Required work:
1. Rewrite the passage on Saudi Arabia's National Cybersecurity Authority from "On 6 October" up to and including "of cyber threats.", changing "NCA" to "the authority".
2. Answer these questions from the passage on Saudi Arabia's National Cybersecurity Authority:
(a) To whose office is the authority directly linked?
(b) On what date did King Salman issue the royal decree that set up the organization?
(c) What did NCA issue on 6 October 2018?
3. Summarize the passage on Saudi Arabia's National Cybersecurity Authority in two sentences.

Passage provided:
-------

Cybersecurity entity of the government of Saudi Arabia

National Cybersecurity Authority, National Cyber Security Authority, or the Saudi National Cybersecurity Authority, is a government security entity in Saudi Arabia which focuses primarily on the country's computer security. Created in 2017, it is directly linked to the office of the king.

==History==
The organization was set up through the royal decree issued by King Salman bin Abdul Aziz Al Saud on 31 October 2017 which was heavily backed by Crown Prince Muhammad bin Salman bin Abdul Aziz Al Saud.

“The authority will be linked to the King and is created to boost cyber security of the state, protect its vital interests, national security and sensitive infrastructure” ― Saudi Press Agency

==Recent announcements==
King Salman bin Abdul Aziz Al Saud issued a royal decree dated 23 July 2018/10 Dhul Qada 1439 which stressed that all government agencies should upgrade their cyber security to protect their networks, systems and electronic data, and abide by policies, frameworks, standards and guidelines issued by NCA.

On 6 October 2018, NCA had issued core cyber security controls document for minimum standards to be applied in various national agencies to reduce the risk of cyber threats.

-------

Recorded information:
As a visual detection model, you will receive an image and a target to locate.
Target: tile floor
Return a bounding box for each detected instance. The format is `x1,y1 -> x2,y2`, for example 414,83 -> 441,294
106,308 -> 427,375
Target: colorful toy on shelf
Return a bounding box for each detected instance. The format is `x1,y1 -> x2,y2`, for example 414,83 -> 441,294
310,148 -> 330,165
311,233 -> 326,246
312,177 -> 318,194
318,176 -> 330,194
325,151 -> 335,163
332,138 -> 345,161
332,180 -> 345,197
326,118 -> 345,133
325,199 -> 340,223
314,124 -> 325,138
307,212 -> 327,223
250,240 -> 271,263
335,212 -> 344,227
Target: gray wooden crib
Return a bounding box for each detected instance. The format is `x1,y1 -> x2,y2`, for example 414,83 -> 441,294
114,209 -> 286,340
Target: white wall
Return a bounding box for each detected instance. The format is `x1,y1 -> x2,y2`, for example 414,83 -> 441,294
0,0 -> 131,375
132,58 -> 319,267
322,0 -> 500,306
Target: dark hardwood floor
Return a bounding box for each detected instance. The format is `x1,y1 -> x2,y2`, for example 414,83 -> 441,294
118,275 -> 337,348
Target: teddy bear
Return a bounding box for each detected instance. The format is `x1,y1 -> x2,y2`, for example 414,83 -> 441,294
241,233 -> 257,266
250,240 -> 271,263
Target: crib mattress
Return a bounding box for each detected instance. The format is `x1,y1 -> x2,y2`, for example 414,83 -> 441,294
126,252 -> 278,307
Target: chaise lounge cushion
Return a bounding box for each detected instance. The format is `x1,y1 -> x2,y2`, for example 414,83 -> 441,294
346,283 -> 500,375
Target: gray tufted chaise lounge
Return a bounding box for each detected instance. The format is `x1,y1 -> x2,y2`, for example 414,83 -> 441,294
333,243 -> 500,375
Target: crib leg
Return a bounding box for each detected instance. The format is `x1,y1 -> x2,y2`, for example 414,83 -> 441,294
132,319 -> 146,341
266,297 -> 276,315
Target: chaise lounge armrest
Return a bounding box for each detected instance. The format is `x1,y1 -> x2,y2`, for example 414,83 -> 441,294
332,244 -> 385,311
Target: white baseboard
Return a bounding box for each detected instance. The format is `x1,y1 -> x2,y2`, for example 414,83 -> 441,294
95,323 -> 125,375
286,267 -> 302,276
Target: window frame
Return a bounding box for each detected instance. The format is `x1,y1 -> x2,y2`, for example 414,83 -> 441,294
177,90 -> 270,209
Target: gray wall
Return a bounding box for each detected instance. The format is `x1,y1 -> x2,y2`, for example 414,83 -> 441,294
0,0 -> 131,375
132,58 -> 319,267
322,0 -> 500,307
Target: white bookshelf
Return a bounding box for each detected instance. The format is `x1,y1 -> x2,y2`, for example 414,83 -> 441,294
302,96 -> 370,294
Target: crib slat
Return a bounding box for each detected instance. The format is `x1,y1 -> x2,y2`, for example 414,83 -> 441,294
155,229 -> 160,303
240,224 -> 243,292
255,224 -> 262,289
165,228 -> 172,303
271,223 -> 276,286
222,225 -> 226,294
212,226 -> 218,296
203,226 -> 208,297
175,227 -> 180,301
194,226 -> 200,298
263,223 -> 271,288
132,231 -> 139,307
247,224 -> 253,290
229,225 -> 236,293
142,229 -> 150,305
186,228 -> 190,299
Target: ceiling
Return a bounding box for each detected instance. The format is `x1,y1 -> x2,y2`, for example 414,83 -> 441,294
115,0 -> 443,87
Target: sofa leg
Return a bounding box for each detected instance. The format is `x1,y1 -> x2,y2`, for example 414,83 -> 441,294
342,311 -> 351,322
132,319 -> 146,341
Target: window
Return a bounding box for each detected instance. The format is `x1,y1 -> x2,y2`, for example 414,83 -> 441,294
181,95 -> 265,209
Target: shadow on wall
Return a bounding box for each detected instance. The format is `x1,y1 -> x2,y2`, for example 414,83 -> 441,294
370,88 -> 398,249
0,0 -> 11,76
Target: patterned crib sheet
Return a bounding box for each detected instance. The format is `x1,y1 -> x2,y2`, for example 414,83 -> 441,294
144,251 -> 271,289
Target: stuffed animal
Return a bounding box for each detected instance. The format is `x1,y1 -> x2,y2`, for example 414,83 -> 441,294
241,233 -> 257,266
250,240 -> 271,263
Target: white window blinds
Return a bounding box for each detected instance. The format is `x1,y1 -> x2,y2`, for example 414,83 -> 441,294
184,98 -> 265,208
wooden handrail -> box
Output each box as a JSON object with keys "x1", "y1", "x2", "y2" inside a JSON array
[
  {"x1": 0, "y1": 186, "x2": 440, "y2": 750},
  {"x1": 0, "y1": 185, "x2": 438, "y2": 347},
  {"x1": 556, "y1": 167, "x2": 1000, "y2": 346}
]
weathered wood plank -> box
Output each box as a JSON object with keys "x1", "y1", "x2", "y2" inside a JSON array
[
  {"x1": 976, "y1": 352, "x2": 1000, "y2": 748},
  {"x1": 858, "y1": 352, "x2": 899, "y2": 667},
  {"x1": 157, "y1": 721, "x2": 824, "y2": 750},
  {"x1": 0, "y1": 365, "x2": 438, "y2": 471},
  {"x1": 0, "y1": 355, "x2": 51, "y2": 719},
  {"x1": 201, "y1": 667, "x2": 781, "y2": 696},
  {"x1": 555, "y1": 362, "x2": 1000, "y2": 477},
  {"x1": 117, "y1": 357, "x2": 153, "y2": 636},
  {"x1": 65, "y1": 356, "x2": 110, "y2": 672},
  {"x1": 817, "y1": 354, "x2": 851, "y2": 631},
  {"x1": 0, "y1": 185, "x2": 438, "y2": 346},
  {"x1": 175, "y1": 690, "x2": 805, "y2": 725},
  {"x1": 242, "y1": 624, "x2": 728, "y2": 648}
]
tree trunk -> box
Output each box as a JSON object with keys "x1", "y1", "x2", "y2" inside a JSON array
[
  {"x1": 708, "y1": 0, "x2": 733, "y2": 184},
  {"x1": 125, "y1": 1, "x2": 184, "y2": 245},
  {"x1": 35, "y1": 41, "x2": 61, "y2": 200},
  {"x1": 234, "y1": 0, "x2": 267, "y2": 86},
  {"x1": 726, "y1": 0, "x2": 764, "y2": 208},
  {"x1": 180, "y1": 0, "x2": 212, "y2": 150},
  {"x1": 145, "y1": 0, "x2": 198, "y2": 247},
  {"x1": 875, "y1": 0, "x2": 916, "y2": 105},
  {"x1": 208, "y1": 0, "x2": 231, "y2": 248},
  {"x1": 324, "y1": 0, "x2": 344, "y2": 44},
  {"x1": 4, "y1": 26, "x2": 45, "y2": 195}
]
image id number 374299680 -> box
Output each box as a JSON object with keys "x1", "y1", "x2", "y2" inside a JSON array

-------

List of solutions:
1.
On 6 October 2018, the authority had issued core cyber security controls document for minimum standards to be applied in various national agencies to reduce the risk of cyber threats.

2.
(a) The office of the king.
(b) 31 October 2017.
(c) A core cyber security controls document setting minimum standards for national agencies to reduce the risk of cyber threats.

3. The National Cybersecurity Authority is a Saudi government security entity focused on the country's computer security, created in 2017 by royal decree of King Salman and directly linked to the king's office. A 2018 royal decree told all government agencies to upgrade their cyber security and follow NCA's policies and standards, and that October NCA issued a document of core cyber security controls setting minimum standards for national agencies.